- [Exercise set]:
• A. In the reflection, what feeling did cities begin to have, as discussed in class?
• B. Reproduce the reflection between "I was thinking" and "the Nazi Party.", inclusive.

--- START OF Text to read ---

I was thinking about the article by David Blackburn that we read this week for class. Again, I’m going to preface all of this with the thought that it’s very difficult to connect how Germany’s past can be connected to its eventual turn into the Third Reich. I think that anyone claiming that a country could be predestined to make that kind of turn is kind of silly. Although I think that the predestination idea is laughable, I can of course see how various events and political situations could have led the country to turn into the Nazi Party.
From what I took from the Blackburn article, the peasants of the German countryside began to see the city as a place where the growth of the negative was becoming rampant. In class, we discussed how the cities began to have that feeling of “impersonality” where no one knew anyone due to the sheer mass in numbers that came from living in an urban area. Maybe because of this impersonality the peasantry felt that the city had less moral fiber than that of the countryside. Many of the views state that the peasant community was being manipulated by the political world and that even the market stood as a threatening symbol to them. If there really was such a divide between the city and the countryside, maybe the only thing that really divided them was the lack of understanding between the two. This wouldn’t be the first time in history that a lack of understanding led to something unnecessary. With the view of manipulation in mind, let’s think about what was said in class regarding the idea that maybe the other political parties were simply attempting to accommodate the peasants. Politicians still do this today. Everyone at the beginning of our presidential elections comes out with very strong ideas in mind, but as they begin getting down to the wire in the process, the candidates start to sound the same in some of the smaller things. They focus on a few key issues that will bring in the votes that they need.

--- END OF Text to read ---
--- START OF Dataset records ---

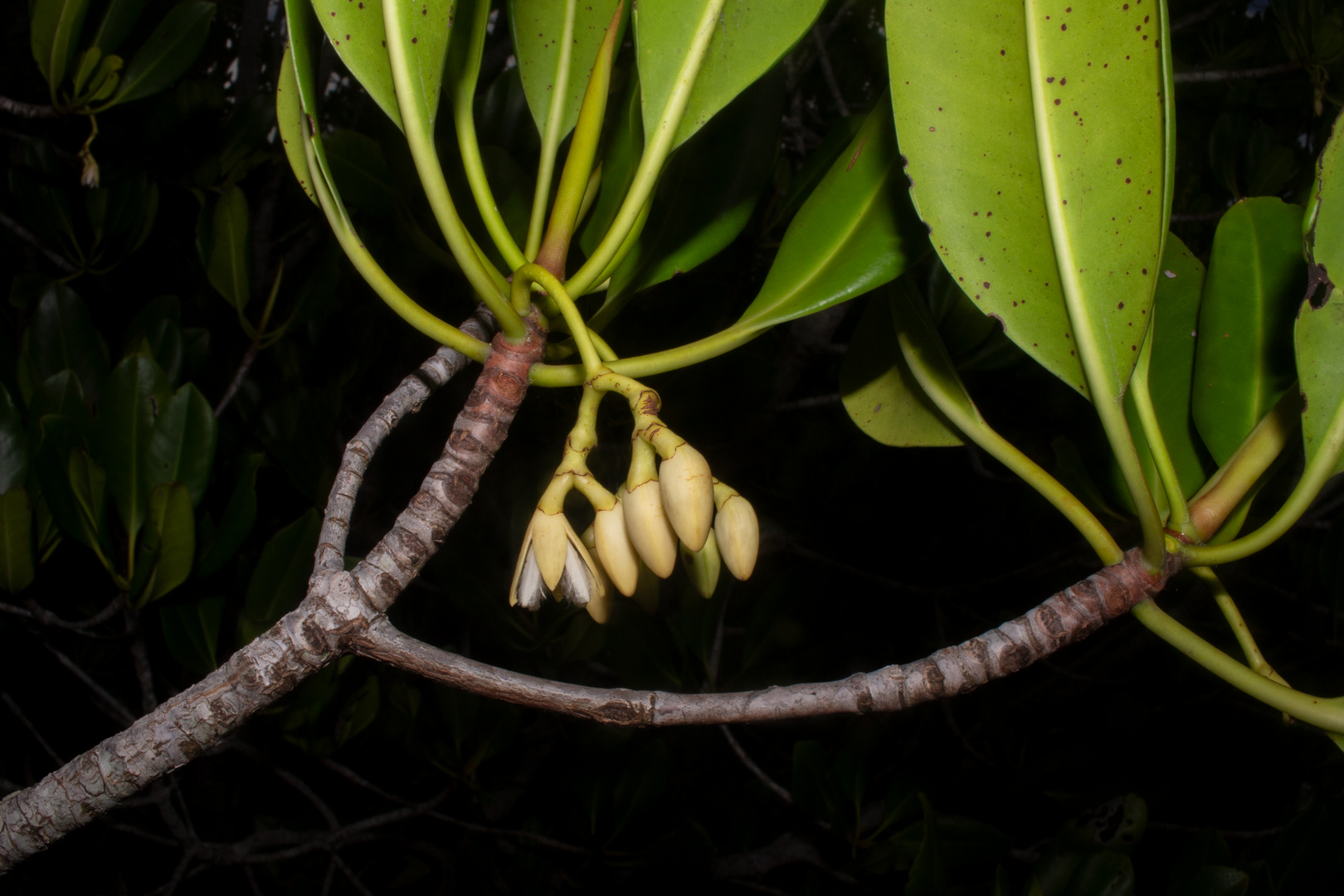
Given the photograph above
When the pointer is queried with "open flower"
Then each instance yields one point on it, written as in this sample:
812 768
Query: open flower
553 563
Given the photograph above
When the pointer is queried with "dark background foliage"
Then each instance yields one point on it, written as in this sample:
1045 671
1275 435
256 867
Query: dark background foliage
1114 767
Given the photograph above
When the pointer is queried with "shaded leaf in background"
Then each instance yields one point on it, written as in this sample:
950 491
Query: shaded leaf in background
1244 356
116 23
360 41
360 173
171 538
537 27
856 231
132 398
280 578
1171 367
229 265
182 446
747 41
191 631
879 391
236 522
54 34
14 445
168 51
15 540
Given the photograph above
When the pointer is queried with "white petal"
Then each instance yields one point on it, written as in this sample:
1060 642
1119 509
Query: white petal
531 590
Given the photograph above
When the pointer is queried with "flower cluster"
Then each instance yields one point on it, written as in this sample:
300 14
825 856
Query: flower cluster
668 505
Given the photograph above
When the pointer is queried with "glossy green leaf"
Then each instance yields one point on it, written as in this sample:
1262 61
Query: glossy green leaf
171 538
747 41
62 338
537 27
975 148
290 123
856 231
116 23
191 631
425 28
168 51
1171 368
1320 366
358 34
14 445
182 448
132 398
229 266
54 35
15 540
707 192
236 523
360 173
280 579
621 149
1244 356
880 394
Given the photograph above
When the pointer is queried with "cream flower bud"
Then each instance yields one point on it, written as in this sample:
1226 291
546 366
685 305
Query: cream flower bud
704 566
648 528
616 550
689 494
550 533
738 533
527 589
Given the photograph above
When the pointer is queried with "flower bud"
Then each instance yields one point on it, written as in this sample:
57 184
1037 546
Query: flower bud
738 533
616 550
689 494
648 527
704 566
550 542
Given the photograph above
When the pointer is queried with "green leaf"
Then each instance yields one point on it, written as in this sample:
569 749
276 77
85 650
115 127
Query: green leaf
182 448
280 579
622 145
15 540
171 538
1244 356
425 28
168 51
62 338
89 485
975 151
54 34
229 268
236 523
132 398
360 41
191 631
117 22
1320 366
537 28
707 193
360 173
880 394
14 445
290 121
747 41
855 232
1171 368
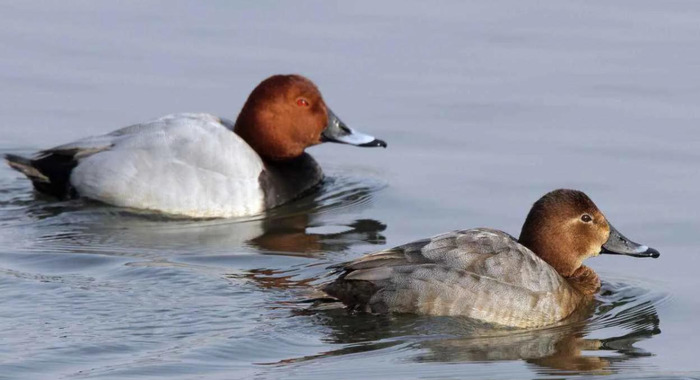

--- END OF Dataset records ---

- [Task solutions]:
• A. A feeling of "impersonality," where no one knew anyone because of the sheer numbers of people living in an urban area.

• B.
I was thinking about the article by David Blackburn that we read this week for class. Again, I’m going to preface all of this with the thought that it’s very difficult to connect how Germany’s past can be connected to its eventual turn into the Third Reich. I think that anyone claiming that a country could be predestined to make that kind of turn is kind of silly. Although I think that the predestination idea is laughable, I can of course see how various events and political situations could have led the country to turn into the Nazi Party.